Source extract:
☆ ☆ ☆ ☆ ☆ ☆ ☆
One of the most integral concepts that permeates our Constitution is the notion of checks and balances. In response to a tyrannical and coercive British monarch, our founders formed our government to ensure that a single individual could never rule without pushback from the other branches.
In early 2011, former President Barack Obama summed up this idea in regards to immigration by eloquently stating that, “With respect to the notion that I can just suspend deportations through executive order, that’s just not the case, because there are laws on the books that Congress has passed.”
Earlier, in 2010, Obama was called upon to act on immigration, but he said bluntly, “I am not king. I can’t do these things just by myself.”
Despite this clear understanding of how the federal process works, in 2012 Obama took unilateral action by creating the Deferred Action for Childhood Arrivals (DACA) program to grant amnesty to young, undocumented immigrants. Under the guise of the doctrine of prosecutorial discretion, the previous administration chose to avoid enforcing the law that Congress had enacted.
This action sets an incredibly dangerous precedent. Imagine the consequences of a system where the president can arbitrarily decide what laws he or she chooses to enforce and simply void the ones that are viewed as distasteful. The president would effectively turn into a dictator, which would be an affront to the democratic process and strip Congress of any authority granted to it by the Constitution.
In light of this, President Donald Trump’s recent announcement that he will be rescinding DACA is less about immigration policy and more about restoring constitutional integrity to the democratic process. For that reason, he has given Congress six months to codify DACA into actual law and help provide legal protection to those individuals who came to the U.S. at a young age.
☆ ☆ ☆ ☆ ☆ ☆ ☆
Data excerpt:
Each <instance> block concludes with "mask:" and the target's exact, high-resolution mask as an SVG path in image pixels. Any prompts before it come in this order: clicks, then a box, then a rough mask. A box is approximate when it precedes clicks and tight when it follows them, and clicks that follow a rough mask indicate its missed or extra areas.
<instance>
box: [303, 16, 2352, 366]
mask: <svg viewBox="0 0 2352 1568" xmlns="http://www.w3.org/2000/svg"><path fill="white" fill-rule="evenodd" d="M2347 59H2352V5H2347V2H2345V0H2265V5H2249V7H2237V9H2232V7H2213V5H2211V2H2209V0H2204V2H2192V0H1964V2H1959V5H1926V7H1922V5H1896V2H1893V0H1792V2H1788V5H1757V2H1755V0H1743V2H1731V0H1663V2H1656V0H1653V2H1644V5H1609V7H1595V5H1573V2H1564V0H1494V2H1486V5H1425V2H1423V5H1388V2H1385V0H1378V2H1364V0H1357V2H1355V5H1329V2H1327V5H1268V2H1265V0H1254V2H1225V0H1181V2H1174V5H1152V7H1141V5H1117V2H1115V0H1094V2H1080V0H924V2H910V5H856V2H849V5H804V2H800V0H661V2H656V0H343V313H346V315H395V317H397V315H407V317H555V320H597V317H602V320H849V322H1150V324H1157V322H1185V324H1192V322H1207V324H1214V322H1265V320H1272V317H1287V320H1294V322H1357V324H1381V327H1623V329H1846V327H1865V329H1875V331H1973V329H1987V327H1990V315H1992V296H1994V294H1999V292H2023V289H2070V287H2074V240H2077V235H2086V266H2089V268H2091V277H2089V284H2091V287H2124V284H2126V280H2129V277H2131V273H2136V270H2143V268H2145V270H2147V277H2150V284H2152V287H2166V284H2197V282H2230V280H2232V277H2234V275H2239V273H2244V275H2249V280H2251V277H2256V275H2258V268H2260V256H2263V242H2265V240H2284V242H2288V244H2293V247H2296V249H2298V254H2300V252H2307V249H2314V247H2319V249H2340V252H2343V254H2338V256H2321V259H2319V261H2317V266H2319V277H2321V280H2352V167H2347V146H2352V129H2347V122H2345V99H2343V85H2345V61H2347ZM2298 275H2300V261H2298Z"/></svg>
☆ ☆ ☆ ☆ ☆ ☆ ☆
Activity: Please transcribe the passage from the opinion piece on DACA above, starting at "Despite this clear" and ending at "by the Constitution.".

Expected answer:
Despite this clear understanding of how the federal process works, in 2012 Obama took unilateral action by creating the Deferred Action for Childhood Arrivals (DACA) program to grant amnesty to young, undocumented immigrants. Under the guise of the doctrine of prosecutorial discretion, the previous administration chose to avoid enforcing the law that Congress had enacted.
This action sets an incredibly dangerous precedent. Imagine the consequences of a system where the president can arbitrarily decide what laws he or she chooses to enforce and simply void the ones that are viewed as distasteful. The president would effectively turn into a dictator, which would be an affront to the democratic process and strip Congress of any authority granted to it by the Constitution.